> _Document text_
--- START ---
Dermal Fillers

Dermal Fillers

Our skin loses its structural support as we age. This leads to thinning, wrinkles, and a loss of shape. Sun exposure and smoking speed up the process. The lips, chin, cheeks, eyes, and corners of the mouth are the places where aging can be most easily seen.

Soft tissue augmentation treats aging skin. It improves the skin’s appearance by “plumping” up the tissue with dermal fillers. The dermal fillers replace subcutaneous fat and other tissues that are lost with age.

For example, a dermal filler can be used to fill out sunken cheeks or to add fullness to lips.

Commonly used dermal fillers include collagen, self-donated body fat (microlipoinjection), and brand names, such as Restylane, Perlane, Juvederm, Hylaform, Sculptra, and Radiesse.

The dermal fillers used in soft tissue augmentation are delivered as a series of injections under the skin, often with a local anesthetic to minimize discomfort (especially around sensitive areas like the lips). Each treatment lasts 20–30 minutes, with careful attention to provide smooth, even insertion of the filler.

The number of treatments will depend on how your skin responds. The results last about 3 to 12 months, depending on the dermal filler used.
--- END ---
[Data excerpts]
--- START ---
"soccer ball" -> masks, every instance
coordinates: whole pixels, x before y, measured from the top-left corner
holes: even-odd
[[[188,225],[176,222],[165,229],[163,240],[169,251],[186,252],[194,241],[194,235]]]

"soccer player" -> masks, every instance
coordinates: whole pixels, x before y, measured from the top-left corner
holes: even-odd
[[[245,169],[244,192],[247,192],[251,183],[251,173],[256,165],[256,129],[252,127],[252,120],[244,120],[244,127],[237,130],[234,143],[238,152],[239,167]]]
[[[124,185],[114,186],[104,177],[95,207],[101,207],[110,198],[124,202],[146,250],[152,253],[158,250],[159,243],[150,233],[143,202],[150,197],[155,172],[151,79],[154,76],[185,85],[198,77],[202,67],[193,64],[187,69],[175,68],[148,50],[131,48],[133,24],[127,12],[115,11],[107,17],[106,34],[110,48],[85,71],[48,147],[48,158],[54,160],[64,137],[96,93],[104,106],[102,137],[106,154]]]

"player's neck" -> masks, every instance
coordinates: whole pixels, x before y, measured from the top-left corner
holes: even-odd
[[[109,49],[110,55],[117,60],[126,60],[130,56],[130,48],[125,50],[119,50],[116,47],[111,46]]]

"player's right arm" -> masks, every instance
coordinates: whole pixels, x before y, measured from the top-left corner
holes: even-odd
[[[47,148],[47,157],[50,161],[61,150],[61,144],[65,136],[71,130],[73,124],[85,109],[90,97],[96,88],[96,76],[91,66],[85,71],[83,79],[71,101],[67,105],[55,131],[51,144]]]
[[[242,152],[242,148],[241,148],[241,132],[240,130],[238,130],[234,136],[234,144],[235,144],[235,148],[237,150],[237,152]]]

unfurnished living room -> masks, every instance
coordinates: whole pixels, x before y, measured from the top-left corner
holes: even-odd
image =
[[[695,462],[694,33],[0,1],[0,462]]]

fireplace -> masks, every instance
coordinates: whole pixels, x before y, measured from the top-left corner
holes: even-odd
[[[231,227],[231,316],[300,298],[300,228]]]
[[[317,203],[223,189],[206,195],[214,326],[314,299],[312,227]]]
--- END ---
> _Work request A_
Output everything in the dermal fillers text from "Our skin loses" down to "most easily seen.", copied word for word.
> _Work request B_
In the dermal fillers text, how long does each treatment take?
The records have nothing to do with the dermal fillers text.

> _Result A_
Our skin loses its structural support as we age. This leads to thinning, wrinkles, and a loss of shape. Sun exposure and smoking speed up the process. The lips, chin, cheeks, eyes, and corners of the mouth are the places where aging can be most easily seen.

> _Result B_
Each treatment lasts 20–30 minutes.